Excerpt provided:
>> begin

From 07901fd85e56b9667d60c8681eff826a7ae50040 Mon Sep 17 00:00:00 2001
From: Gerard Maas <gerard.maas@virdata.com>
Date: Tue, 27 May 2014 18:31:24 +0200
Subject: [PATCH 1/3] [WIP] adds info on how to create a job and the named RDD
 feature

---
 README.md | 36 +++++++++++++++++++++++++++++++++++-
 1 file changed, 35 insertions(+), 1 deletion(-)
diff --git a/README.md b/README.md
index 30ed5a9c0..5e8e94fcc 100644
--- a/README.md
+++ b/README.md
@@ -13,6 +13,7 @@ We deploy our job server off of this repo at Ooyala and it is tested against CDH
 - Asynchronous and synchronous job API.  Synchronous API is great for low latency jobs!
 - Works with Standalone Spark as well as Mesos
 - Job and jar info is persisted via a pluggable DAO interface
+- Named RDDs allow jobs to store and retrieve RDDs by name, improving RRD sharing and reuse among jobs. 
 
 ## Quick start / development mode
 
@@ -106,10 +107,43 @@ In your `build.sbt`, add this to use the job server jar:
 
 	resolvers += "Ooyala Bintray" at "http://dl.bintray.com/ooyala/maven"
 
-	libraryDependencies += "ooyala.cnd" % "job-server" % "0.3.1" % "provided"                                                                                                                                                                                                             
+	libraryDependencies += "ooyala.cnd" % "job-server" % "0.3.1" % "provided"

>> end

Raw data:
>> begin

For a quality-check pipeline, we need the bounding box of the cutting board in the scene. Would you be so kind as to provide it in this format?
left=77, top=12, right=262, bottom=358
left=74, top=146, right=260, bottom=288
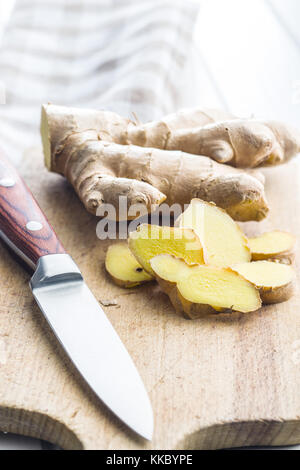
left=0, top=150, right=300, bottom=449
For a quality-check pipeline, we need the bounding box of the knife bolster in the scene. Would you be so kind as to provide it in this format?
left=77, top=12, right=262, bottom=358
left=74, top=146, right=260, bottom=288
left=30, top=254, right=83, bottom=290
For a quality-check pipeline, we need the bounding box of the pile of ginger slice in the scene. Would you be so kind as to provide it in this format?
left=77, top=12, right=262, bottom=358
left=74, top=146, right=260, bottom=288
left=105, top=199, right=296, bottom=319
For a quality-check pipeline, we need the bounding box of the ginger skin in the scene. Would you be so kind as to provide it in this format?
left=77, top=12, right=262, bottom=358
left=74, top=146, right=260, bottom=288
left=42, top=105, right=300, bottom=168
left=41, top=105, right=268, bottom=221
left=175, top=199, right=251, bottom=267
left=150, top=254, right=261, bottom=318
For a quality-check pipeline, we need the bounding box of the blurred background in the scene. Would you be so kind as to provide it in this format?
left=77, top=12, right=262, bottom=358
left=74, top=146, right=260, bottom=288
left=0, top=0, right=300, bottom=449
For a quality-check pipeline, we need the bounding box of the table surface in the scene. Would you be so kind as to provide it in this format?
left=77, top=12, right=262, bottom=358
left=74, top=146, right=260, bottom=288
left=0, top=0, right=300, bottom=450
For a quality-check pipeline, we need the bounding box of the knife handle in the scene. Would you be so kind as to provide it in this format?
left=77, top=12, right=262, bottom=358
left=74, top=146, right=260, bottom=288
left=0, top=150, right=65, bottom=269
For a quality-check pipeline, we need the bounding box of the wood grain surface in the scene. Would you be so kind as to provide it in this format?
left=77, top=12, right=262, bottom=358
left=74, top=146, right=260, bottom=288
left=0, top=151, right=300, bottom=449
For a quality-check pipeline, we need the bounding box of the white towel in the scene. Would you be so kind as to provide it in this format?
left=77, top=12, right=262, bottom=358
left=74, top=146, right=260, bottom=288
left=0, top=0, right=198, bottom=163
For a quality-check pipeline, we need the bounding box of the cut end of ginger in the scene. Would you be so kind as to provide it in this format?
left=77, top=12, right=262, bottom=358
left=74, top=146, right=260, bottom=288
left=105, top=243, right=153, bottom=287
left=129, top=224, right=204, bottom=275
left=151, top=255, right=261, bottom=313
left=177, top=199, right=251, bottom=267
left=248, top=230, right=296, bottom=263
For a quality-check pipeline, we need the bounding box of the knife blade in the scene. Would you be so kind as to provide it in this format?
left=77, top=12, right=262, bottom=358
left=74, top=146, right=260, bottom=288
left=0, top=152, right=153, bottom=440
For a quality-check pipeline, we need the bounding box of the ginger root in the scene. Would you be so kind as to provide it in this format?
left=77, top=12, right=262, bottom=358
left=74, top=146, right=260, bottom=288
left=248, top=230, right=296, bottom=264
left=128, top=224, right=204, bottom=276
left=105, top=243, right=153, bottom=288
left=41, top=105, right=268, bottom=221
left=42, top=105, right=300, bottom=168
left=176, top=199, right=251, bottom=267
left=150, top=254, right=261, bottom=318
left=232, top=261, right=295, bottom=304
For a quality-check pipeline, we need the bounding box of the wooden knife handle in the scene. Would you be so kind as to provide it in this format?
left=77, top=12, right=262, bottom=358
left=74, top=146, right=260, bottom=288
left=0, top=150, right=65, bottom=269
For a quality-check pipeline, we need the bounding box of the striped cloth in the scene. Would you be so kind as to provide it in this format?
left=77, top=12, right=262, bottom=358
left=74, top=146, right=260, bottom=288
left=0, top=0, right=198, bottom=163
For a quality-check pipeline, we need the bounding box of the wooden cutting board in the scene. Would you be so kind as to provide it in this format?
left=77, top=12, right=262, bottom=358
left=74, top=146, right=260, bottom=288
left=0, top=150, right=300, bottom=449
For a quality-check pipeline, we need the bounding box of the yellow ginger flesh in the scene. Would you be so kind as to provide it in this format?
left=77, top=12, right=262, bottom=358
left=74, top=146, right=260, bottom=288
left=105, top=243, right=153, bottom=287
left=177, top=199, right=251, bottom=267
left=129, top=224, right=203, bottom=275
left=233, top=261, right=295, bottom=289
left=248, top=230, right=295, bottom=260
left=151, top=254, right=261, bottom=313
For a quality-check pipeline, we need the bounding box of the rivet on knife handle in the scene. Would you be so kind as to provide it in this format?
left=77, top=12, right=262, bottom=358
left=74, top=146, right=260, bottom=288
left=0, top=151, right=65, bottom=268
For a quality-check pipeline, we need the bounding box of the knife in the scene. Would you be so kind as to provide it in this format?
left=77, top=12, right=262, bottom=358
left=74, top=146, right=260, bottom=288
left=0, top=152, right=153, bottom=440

>> end
>> begin

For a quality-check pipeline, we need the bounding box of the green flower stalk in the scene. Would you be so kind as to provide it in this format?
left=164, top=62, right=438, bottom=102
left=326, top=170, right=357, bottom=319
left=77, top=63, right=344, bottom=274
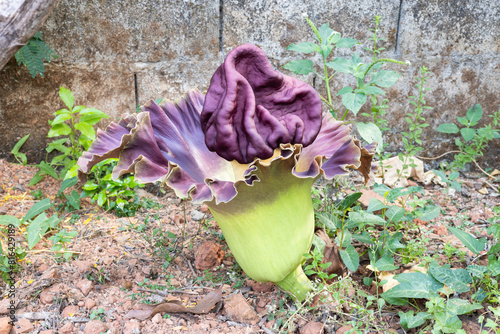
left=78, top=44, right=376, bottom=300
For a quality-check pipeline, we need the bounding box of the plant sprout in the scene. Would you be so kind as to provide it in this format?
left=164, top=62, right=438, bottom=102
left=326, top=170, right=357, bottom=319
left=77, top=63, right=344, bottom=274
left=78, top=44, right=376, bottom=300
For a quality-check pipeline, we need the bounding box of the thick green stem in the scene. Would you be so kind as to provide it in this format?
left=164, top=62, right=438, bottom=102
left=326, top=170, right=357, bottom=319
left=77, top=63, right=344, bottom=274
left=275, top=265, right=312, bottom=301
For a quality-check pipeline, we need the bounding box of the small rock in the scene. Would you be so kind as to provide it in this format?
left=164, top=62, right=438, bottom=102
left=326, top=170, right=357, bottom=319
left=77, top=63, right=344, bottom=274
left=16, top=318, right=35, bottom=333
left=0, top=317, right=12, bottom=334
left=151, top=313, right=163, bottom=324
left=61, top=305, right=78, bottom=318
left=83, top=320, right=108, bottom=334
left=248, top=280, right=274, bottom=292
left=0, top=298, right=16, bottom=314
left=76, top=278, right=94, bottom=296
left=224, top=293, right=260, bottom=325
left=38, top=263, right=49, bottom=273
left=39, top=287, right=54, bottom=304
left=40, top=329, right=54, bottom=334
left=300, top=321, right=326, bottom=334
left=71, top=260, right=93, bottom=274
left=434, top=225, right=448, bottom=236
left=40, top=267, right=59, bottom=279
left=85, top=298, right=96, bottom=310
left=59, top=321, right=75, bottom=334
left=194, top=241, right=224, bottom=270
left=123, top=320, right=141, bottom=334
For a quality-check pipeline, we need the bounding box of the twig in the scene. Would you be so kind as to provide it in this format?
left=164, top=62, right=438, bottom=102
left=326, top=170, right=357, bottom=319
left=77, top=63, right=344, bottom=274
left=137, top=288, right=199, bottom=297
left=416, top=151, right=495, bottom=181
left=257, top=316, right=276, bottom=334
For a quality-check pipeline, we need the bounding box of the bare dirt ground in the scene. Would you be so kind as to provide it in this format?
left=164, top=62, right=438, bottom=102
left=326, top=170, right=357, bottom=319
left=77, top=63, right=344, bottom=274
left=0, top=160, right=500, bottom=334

>> end

Problem details: Copy out word for word the part of the README patch that opens with the words containing "- Works with" and closes with "reuse among jobs.".

Output for this task:
- Works with Standalone Spark as well as Mesos
 - Job and jar info is persisted via a pluggable DAO interface
+- Named RDDs allow jobs to store and retrieve RDDs by name, improving RRD sharing and reuse among jobs.